Lesetext:
Wie türkische Autoren auf die Repression in ihrem Land reagieren

Flüstern oder Schreien

12. Oktober 2017
Redaktion Börsenblatt
Was können Schriftsteller und Journalisten im Exil gegen die Politik der Türkei ausrichten? Welche Rolle spielen die Europäer? Gibt es Hoffnung auf eine Verbesserung der Lage? Fragen, die heute morgen im "Weltempfang Satellit" im Business Club diskutiert wurden.

Das neue Veranstaltungsformat "Weltempfang Satellit" im Business Club hat sich bereits am zweiten Messetag bewährt. Nach einer Diskussion zum Thema "Fake News" am Mittwoch diskutierte Buchmesse-Direktor Juergen Boos heute Morgen mit der türkischen Schriftstellerin Aslι Erdogan, ihrem Kollegen Burhan Sönmez und dem Journalisten Can Dündar über das "Schreiben im Exil".

Kann ein Autor etwas an der Situation in der Türkei ändern, fragte Boos. Aslι Erdogan, die erst vor kurzem ihren Pass zurückerhielt und für zehn Tage in Deutschland ist, meint, die Öffentlichkeit könne man nur in einem langsamen Prozess durch Literatur erreichen. "Ich schreie nicht zu den Leuten, sondern flüstere ihnen in die Ohren."

Das sieht Can Dündar anders: Weil die Medien durch die türkische Regierung kontrolliert würden, müsse man schreien, um wahrgenommen zu werden. Zum Glück habe man das Internet mit seinen zahlreichen Kanälen, um die Menschen zu erreichen. Dündar hat die Plattform "Özgürüz" ("Wir sind frei") begründet, die auch in einer schriftlichen Ausgabe verbreitet wird.

Auch der Schriftsteller Burhan Sönmez ("Istanbul, Istanbul", btb) ist der Meinung, dass man nicht leise sein dürfe. "Wir müssen sprechen."

Was man von Europa erwarte, wollte Boos wissen. Zunächst einmal, so Sönmez, dass man nicht als Opfer gesehen werde. Die Europäer sollten mehr Druck auf ihre eigenen Regierungen machen und über Geschäfte mit der Türkei hinter den Kulissen aufklären. Can Dündar sprach sich dagegen aus, die Türkei politisch zu isolieren. "Die Türkei isolieren bedeutet, Präsident Erdogan zu unterstützen und nicht uns."

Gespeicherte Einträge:
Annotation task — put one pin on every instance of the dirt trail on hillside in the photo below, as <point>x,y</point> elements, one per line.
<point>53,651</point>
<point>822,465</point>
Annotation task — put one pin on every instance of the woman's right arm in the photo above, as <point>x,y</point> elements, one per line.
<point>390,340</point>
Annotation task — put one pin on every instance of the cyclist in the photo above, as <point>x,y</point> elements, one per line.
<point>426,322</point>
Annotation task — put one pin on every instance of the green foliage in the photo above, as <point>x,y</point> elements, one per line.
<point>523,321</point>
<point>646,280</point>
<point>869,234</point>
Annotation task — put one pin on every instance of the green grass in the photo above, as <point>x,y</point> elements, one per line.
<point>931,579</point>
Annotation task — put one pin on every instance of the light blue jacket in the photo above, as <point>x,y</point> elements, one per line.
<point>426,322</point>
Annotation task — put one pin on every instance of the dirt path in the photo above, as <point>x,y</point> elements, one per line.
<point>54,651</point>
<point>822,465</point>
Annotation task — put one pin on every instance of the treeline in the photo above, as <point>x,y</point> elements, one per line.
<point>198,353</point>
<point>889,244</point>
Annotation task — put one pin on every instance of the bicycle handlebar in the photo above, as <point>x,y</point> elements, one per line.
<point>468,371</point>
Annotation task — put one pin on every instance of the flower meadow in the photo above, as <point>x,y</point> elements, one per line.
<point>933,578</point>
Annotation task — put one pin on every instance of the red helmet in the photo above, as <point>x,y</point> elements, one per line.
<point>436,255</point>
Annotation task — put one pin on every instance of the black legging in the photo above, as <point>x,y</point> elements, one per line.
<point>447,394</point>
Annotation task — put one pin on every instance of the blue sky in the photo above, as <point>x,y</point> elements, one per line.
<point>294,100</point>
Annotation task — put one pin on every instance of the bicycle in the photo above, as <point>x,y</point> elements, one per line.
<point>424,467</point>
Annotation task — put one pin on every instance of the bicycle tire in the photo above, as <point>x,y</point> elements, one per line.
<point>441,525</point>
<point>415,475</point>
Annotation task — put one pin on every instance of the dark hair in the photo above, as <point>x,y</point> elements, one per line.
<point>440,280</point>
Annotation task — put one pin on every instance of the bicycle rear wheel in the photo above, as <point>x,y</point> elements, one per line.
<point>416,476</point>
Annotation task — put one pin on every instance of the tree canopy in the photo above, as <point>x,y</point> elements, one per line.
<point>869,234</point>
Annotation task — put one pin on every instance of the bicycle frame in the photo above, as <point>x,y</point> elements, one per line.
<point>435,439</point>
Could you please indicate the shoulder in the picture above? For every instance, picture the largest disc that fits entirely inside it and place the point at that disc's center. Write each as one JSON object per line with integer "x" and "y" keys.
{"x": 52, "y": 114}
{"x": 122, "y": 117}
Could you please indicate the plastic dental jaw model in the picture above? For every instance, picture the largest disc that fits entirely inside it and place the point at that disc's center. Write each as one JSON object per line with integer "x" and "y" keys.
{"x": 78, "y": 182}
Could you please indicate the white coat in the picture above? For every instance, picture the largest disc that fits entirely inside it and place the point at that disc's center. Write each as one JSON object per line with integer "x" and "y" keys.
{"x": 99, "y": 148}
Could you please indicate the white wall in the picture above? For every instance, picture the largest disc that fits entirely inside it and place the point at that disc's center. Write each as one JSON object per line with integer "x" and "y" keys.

Aufgabenstellung: Gib aus dem Artikel über türkische Autoren im Exil den Abschnitt wörtlich wieder, der mit den Worten "Kann ein Autor" beginnt und nach den Worten "Ausgabe verbreitet wird." endet. Verwende ausschließlich den Artikel.

Lösung:
Kann ein Autor etwas an der Situation in der Türkei ändern, fragte Boos. Aslι Erdogan, die erst vor kurzem ihren Pass zurückerhielt und für zehn Tage in Deutschland ist, meint, die Öffentlichkeit könne man nur in einem langsamen Prozess durch Literatur erreichen. "Ich schreie nicht zu den Leuten, sondern flüstere ihnen in die Ohren."

Das sieht Can Dündar anders: Weil die Medien durch die türkische Regierung kontrolliert würden, müsse man schreien, um wahrgenommen zu werden. Zum Glück habe man das Internet mit seinen zahlreichen Kanälen, um die Menschen zu erreichen. Dündar hat die Plattform "Özgürüz" ("Wir sind frei") begründet, die auch in einer schriftlichen Ausgabe verbreitet wird.